**Task**
From the line with "Reviewer note: confirm that each instance of the green grass" through the final line, please write out the listing exactly, including both of those lines.

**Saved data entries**
[Begin]

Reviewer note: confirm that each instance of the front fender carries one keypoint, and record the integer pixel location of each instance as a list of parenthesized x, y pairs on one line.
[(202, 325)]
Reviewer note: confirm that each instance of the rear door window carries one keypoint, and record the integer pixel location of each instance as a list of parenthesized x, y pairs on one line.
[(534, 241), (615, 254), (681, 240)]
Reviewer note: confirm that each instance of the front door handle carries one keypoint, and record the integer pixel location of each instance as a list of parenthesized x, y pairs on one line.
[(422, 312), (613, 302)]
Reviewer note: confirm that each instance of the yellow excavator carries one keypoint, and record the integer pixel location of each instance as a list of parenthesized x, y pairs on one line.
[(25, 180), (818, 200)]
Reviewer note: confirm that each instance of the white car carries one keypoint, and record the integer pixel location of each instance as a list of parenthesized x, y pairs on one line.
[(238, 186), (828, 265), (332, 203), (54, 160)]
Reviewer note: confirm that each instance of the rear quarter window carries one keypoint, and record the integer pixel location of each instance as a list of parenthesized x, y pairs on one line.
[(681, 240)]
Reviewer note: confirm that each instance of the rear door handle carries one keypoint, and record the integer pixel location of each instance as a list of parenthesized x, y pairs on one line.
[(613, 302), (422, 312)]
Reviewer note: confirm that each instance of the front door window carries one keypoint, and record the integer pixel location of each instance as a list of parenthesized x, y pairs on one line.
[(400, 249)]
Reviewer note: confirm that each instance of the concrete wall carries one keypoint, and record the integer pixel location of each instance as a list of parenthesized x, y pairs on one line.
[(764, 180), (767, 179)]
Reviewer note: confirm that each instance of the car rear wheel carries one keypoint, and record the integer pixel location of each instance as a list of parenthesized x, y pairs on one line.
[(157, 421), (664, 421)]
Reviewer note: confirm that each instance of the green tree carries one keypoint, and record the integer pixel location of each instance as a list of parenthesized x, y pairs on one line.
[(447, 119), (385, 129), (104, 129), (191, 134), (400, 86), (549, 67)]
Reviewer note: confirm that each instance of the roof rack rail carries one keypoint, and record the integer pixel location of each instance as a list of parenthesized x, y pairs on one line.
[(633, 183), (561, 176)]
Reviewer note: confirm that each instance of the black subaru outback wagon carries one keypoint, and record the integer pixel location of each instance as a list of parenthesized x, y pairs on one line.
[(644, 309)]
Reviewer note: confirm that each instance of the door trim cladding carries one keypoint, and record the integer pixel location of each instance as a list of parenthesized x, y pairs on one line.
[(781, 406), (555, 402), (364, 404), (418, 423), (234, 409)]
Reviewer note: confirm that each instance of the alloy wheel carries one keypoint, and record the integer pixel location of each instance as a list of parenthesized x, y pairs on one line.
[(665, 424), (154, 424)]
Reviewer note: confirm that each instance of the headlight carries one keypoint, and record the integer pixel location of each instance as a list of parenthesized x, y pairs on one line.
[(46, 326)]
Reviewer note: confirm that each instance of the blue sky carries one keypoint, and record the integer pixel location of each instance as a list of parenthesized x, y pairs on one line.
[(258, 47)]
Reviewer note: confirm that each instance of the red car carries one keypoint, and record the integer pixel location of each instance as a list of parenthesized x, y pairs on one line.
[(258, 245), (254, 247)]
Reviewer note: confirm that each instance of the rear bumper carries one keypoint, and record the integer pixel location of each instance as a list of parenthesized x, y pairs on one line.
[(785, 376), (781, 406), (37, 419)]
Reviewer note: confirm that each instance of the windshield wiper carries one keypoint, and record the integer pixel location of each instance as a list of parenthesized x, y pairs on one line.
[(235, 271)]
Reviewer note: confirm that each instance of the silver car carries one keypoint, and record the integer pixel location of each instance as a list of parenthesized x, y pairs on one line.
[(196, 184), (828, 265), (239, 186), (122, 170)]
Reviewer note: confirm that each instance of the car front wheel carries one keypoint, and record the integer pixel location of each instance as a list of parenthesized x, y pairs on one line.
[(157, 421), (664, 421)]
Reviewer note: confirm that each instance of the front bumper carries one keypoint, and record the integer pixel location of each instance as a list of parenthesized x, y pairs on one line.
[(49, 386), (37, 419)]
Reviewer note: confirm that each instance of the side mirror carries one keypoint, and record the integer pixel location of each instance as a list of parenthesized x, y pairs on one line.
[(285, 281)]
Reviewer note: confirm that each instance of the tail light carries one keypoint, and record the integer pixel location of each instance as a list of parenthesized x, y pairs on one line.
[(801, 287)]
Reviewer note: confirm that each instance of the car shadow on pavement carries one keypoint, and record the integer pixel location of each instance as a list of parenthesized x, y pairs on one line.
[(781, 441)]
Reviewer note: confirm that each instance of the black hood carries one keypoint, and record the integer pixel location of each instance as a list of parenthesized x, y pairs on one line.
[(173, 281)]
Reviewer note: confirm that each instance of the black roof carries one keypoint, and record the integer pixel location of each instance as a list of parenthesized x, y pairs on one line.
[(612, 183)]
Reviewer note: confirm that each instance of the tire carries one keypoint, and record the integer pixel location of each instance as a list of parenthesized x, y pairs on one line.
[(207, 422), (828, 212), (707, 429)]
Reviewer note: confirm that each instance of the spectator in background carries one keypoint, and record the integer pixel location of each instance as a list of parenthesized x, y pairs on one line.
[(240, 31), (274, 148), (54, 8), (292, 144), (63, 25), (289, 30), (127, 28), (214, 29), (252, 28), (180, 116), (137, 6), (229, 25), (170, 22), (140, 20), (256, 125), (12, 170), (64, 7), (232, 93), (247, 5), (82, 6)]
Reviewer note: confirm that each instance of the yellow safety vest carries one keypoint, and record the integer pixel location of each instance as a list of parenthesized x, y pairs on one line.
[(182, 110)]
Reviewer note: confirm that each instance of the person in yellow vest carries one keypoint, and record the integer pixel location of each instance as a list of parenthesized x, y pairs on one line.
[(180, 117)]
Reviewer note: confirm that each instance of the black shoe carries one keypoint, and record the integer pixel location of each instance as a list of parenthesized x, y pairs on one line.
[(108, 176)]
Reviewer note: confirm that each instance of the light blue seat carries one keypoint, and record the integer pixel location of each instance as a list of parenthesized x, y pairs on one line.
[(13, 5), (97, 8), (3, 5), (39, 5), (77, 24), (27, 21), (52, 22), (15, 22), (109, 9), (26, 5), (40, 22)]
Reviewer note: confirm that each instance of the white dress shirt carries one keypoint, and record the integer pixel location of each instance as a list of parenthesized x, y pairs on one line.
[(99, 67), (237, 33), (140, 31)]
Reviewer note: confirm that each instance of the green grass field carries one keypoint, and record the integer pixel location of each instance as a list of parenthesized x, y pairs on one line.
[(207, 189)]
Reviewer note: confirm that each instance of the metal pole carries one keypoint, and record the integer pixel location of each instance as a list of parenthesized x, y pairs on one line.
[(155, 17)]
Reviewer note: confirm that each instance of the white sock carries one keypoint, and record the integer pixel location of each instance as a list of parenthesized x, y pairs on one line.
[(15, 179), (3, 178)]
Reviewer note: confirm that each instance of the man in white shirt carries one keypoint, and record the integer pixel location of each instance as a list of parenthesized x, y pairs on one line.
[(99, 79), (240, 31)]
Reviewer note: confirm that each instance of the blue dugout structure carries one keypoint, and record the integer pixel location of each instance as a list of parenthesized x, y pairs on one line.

[End]

**Written solution**
Reviewer note: confirm that each instance of the green grass field carries one keypoint, and record the integer pixel location of each instance as a list of parenthesized x, y pairs on one line.
[(207, 189)]
Reviewer note: confirm that each instance of the metal pole carries one keypoint, and record the integer pixel location of each instance as a list of parenthesized x, y pairs on one line.
[(155, 17)]
Reviewer note: confirm that each instance of the white sock carries one keypoint, and record the integer pixel location of each instance as a list of parenthesized x, y pairs on one line.
[(15, 179), (3, 178)]
Reviewer note: confirm that each instance of the man in white shirt carries one keypoint, and record the integer pixel location of each instance as a list of parenthesized x, y pairs on one line.
[(99, 79), (240, 31)]
Reviewer note: confirm that each instance of the blue dugout structure carries one keypoint, and record the integer pixel location of each instance as a list of parenthesized x, y pairs on one line.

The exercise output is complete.